_WHAT THE TASK REQUIRES_:
Search the records below for the word "asphalt". Pull out each line that has it.

Records excerpted from a collection:
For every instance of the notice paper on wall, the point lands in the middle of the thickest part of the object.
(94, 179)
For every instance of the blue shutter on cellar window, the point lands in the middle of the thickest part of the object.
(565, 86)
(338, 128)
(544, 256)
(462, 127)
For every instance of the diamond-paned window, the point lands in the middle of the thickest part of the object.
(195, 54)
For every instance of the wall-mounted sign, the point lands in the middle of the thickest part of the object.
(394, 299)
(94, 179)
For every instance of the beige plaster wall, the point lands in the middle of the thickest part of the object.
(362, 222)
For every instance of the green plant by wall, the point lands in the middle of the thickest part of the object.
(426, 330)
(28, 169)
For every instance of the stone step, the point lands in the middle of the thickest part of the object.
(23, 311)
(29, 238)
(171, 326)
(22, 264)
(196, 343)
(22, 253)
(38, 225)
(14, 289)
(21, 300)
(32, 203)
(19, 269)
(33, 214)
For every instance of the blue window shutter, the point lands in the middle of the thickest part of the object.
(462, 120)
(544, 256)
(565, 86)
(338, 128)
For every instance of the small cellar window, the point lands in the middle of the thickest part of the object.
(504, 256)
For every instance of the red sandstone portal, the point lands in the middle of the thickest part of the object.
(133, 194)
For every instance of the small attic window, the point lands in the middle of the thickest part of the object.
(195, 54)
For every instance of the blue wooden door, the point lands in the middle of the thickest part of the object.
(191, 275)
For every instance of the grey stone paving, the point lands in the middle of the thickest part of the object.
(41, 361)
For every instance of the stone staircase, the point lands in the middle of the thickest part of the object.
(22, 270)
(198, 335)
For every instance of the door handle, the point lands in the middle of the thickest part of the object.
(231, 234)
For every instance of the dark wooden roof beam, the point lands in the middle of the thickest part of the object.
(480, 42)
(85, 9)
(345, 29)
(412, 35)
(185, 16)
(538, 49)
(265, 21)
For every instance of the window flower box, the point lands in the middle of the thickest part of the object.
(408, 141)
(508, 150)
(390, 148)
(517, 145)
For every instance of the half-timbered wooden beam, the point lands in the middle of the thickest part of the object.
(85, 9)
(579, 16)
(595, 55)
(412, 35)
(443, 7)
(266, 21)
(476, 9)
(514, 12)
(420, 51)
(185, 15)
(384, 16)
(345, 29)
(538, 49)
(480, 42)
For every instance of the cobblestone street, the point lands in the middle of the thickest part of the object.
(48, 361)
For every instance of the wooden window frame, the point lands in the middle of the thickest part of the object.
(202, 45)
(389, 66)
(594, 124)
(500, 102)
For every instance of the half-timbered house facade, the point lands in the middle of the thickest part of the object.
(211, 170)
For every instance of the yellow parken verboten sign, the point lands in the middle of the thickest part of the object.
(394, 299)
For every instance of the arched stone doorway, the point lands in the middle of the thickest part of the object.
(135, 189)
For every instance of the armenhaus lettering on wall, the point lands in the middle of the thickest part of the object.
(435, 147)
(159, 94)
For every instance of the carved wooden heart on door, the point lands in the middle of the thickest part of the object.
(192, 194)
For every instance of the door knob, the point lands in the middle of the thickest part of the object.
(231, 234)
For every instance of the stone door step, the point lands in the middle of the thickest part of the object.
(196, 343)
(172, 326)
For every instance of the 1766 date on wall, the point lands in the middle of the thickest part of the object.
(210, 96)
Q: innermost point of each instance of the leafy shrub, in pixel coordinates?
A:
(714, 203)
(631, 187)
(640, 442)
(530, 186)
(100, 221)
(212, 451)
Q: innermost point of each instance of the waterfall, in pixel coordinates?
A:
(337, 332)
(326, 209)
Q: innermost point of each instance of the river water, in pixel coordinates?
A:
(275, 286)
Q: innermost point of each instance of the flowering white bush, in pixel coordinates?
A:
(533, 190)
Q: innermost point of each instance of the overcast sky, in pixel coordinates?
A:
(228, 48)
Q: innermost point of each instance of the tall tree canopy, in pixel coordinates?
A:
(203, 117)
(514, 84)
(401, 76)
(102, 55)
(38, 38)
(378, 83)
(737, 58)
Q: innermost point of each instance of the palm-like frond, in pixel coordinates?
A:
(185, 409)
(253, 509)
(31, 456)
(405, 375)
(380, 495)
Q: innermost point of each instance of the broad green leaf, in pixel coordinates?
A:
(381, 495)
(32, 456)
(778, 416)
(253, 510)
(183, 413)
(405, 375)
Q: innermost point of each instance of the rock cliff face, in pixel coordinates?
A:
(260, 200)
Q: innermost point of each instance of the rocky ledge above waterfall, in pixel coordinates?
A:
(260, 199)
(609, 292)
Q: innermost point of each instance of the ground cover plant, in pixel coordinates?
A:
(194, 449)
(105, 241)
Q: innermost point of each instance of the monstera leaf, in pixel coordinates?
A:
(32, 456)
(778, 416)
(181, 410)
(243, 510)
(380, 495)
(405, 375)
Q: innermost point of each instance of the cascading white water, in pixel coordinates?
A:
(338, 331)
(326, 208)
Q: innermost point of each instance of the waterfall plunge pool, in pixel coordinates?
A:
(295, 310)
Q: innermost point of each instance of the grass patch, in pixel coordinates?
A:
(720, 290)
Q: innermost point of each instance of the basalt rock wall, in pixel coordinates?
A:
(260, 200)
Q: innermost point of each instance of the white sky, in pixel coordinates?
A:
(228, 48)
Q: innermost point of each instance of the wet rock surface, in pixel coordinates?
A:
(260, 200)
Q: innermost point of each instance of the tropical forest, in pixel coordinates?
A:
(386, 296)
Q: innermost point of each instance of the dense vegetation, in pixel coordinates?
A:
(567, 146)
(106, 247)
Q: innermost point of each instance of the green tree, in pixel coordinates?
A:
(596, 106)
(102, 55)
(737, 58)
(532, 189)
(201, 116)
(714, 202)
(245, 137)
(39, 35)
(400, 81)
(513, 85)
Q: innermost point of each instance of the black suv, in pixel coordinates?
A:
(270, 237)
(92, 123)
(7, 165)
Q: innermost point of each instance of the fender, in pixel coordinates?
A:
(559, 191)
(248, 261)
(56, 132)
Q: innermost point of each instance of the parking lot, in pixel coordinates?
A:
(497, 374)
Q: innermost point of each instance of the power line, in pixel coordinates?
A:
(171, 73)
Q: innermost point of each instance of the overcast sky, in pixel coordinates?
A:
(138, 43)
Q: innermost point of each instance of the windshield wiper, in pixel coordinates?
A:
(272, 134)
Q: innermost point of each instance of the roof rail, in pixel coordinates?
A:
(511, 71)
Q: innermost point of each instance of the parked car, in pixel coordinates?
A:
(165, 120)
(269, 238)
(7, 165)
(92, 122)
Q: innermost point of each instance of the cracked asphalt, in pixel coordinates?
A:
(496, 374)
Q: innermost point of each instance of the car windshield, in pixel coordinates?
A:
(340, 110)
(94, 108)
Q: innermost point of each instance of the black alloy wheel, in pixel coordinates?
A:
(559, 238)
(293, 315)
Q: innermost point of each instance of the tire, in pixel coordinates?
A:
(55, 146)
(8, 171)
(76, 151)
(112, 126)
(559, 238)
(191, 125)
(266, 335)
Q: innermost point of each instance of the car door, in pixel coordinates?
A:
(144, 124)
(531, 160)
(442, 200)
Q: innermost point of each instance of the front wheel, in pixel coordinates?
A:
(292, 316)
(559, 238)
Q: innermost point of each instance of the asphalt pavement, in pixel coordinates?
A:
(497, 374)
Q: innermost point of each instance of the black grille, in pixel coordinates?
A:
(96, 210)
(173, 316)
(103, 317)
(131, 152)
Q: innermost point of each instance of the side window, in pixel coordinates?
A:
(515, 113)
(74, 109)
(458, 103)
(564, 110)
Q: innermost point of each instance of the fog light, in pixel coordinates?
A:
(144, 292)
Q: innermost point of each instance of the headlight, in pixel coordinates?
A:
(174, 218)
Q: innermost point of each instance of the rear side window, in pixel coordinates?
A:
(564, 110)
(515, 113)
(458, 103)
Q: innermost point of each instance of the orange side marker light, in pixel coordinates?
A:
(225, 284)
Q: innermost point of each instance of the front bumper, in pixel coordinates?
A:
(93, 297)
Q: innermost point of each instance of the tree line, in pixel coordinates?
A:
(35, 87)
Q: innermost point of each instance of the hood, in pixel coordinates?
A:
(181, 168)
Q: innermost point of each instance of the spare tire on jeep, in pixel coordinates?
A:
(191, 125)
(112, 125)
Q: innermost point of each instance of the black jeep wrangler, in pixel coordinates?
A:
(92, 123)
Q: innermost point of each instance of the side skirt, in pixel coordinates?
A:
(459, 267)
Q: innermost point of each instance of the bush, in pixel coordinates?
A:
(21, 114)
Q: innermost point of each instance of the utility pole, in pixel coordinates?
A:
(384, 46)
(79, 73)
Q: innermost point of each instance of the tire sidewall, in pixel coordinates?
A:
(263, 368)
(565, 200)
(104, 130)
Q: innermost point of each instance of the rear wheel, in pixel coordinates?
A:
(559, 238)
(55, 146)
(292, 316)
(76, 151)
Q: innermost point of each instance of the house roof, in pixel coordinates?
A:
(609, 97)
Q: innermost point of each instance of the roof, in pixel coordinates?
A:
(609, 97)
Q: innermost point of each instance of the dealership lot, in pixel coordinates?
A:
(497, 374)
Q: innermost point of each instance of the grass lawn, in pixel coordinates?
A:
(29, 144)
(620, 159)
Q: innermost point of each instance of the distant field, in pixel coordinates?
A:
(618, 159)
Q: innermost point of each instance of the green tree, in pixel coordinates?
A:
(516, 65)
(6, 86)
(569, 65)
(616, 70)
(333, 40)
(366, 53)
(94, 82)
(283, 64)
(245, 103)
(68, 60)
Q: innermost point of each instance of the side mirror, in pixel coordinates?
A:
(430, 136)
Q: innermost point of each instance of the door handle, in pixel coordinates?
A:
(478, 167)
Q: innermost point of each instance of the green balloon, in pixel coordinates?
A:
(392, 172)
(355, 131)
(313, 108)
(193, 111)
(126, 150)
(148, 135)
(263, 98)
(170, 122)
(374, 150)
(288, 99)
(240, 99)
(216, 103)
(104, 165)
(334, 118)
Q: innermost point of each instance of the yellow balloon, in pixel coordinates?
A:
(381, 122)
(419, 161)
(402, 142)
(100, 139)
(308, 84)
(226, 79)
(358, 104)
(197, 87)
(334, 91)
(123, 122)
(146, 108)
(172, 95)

_RESULT_:
Q: innermost point of each instance of the cracked asphalt, in pixel coordinates?
Q: innermost point of each instance of the asphalt pavement, in pixel coordinates?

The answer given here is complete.